#### Short exercise 1:
Please give the rows of the dataset excerpt as a JSON list of strings, one string per line, starting with the line that contains "of the wooden" and going on through the line that contains "point(414, 89)", both included, with blank lines left out.

Re: Files lost after mds rebuild

2012-12-07 Thread Gregory Farnum
On Wed, Nov 21, 2012 at 11:23 PM, Drunkard Zhang gongfan...@gmail.com wrote:

 2012/11/22 Gregory Farnum g...@inktank.com:
  On Tue, Nov 20, 2012 at 8:28 PM, Drunkard Zhang gongfan...@gmail.com 
  wrote:
  2012/11/21 Gregory Farnum g...@inktank.com:
  No, absolutely not. There is no relationship between different RADOS
  pools. If you've been using the cephfs tool to place some filesystem
  data in different pools then your configuration is a little more
  complicated (have you done that?), but deleting one pool is never
  going to remove data from the others.
  -Greg
 
  I think that should be a bug. Here's the story I did:
  I created one directory 'audit' in running ceph filesystem, and put
  some data into the directory (about 100GB) before these commands:
  ceph osd pool create audit
  ceph mds add_data_pool 4
  cephfs /mnt/temp/audit/ set_layout -p 4
 
  log3 ~ # ceph osd dump | grep audit
  pool 4 'audit' rep size 2 crush_ruleset 0 object_hash rjenkins pg_num
  8 pgp_num 8 last_change 1558 owner 0
 
  at this time, all data in audit still usable, after 'ceph osd pool
  delete data', the disk space recycled (forgot to test if the data
  still usable), only 200MB used, from 'ceph -s'. So, here's what I'm
  thinking, the data stored before pool created won't follow the pool,
  it still follows the default pool 'data', is this a bug, or intended
  behavior?
 
  Oh, I see. Data is not moved when you set directory layouts; it only
  impacts files created after that point. This is intended behavior —
  Ceph would need to copy the data around anyway in order to make it
  follow the pool. There's no sense in hiding that from the user,
  especially given the complexity involved in doing so safely —
  especially when there are many use cases where you want the files in
  different pools.
  -Greg

 Got you, but how can I know which pools a file lives in? Is there any 
 commands?

You can get this information with the cephfs program if you're using
the kernel client. There's not yet a way to get it out of ceph-fuse,
although we will be implementing it as virtual xattrs in the
not-too-distant future.


 About data and pools relationship, I thought that objects is hooked to
 a pool, when the pool changed, just unhook this and hook to another,
 seems I was wrong.

Indeed that's incorrect. Pools are a logical namespace; when you
delete the pool you are also deleting everything else in it. Doing
otherwise is totally infeasible with Ceph since they also represent
placement policies.

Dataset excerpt
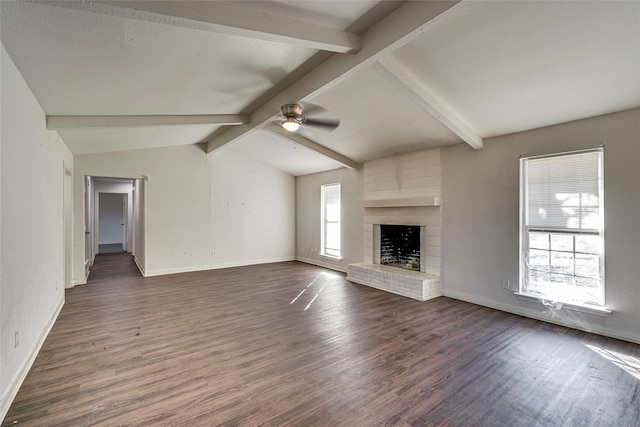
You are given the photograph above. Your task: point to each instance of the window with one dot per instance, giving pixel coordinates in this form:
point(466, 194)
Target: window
point(330, 202)
point(561, 233)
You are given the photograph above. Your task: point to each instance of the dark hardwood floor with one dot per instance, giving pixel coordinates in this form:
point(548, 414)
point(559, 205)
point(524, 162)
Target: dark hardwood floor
point(291, 344)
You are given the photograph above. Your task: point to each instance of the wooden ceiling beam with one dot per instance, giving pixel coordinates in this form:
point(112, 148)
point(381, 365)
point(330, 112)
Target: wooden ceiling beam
point(62, 122)
point(225, 18)
point(401, 26)
point(314, 146)
point(414, 89)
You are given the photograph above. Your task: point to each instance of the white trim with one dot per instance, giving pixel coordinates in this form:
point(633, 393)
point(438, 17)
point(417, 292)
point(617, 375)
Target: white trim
point(583, 308)
point(632, 336)
point(177, 270)
point(17, 380)
point(140, 267)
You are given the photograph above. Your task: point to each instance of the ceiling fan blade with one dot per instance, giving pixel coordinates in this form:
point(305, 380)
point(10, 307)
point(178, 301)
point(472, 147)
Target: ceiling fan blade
point(311, 109)
point(329, 124)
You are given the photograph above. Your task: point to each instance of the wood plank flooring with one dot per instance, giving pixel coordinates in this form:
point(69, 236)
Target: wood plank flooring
point(290, 344)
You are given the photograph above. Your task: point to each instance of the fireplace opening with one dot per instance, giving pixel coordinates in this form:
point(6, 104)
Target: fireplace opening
point(400, 246)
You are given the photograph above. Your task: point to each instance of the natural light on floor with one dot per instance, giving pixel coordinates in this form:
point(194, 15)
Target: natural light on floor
point(629, 363)
point(322, 278)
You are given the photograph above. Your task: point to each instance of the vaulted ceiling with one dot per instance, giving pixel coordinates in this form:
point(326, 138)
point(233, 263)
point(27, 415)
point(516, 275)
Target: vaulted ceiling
point(400, 76)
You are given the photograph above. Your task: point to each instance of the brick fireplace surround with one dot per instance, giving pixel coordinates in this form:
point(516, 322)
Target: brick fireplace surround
point(402, 190)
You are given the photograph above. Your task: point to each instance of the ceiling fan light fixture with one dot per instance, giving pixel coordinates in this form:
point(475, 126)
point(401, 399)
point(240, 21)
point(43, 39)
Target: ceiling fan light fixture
point(291, 124)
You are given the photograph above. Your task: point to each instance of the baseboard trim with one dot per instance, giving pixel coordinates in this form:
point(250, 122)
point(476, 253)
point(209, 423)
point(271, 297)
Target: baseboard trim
point(534, 314)
point(16, 382)
point(177, 270)
point(323, 264)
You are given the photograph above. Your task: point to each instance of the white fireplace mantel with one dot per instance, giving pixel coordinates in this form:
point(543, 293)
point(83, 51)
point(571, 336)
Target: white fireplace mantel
point(402, 202)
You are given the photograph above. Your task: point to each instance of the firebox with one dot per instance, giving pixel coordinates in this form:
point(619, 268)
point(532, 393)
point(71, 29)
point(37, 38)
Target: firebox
point(400, 246)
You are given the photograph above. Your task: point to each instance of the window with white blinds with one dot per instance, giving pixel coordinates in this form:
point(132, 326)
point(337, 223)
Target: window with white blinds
point(562, 227)
point(330, 202)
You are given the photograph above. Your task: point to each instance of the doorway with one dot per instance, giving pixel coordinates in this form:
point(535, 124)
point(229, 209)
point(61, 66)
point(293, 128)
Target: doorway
point(112, 223)
point(114, 210)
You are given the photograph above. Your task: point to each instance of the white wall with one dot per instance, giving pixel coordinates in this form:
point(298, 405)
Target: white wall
point(32, 249)
point(308, 217)
point(202, 212)
point(481, 215)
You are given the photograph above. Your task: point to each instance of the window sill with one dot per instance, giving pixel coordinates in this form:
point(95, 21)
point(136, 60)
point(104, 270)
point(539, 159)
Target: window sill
point(583, 308)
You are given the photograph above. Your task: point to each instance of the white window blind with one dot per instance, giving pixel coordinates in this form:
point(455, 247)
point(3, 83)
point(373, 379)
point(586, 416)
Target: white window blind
point(331, 220)
point(562, 228)
point(564, 191)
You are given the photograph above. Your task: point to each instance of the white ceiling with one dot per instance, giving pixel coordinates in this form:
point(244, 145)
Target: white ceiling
point(477, 70)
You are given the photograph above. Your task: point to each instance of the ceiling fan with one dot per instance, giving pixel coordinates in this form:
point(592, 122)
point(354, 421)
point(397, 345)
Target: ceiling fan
point(292, 118)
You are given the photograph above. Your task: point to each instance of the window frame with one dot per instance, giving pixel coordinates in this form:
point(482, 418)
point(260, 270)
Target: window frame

#### Short exercise 2:
Answer these questions about the Ceph mailing-list thread, one per line:
(a) What pool number does the osd dump output give for the 'audit' pool?
(b) Which files are affected when a directory layout is set?
(c) Which client does not yet offer a way to find which pool a file lives in?

#### Exercise response 1:
[
  "You are given the photograph above. Your task: point to each instance of the wooden ceiling beam with one dot per instance, giving pixel coordinates in this form:",
  "point(112, 148)",
  "point(381, 365)",
  "point(330, 112)",
  "Target: wooden ceiling beam",
  "point(62, 122)",
  "point(225, 18)",
  "point(401, 26)",
  "point(314, 146)",
  "point(414, 89)"
]

#### Exercise response 2:
(a) Pool 4.
(b) Only files created after the layout is set.
(c) ceph-fuse.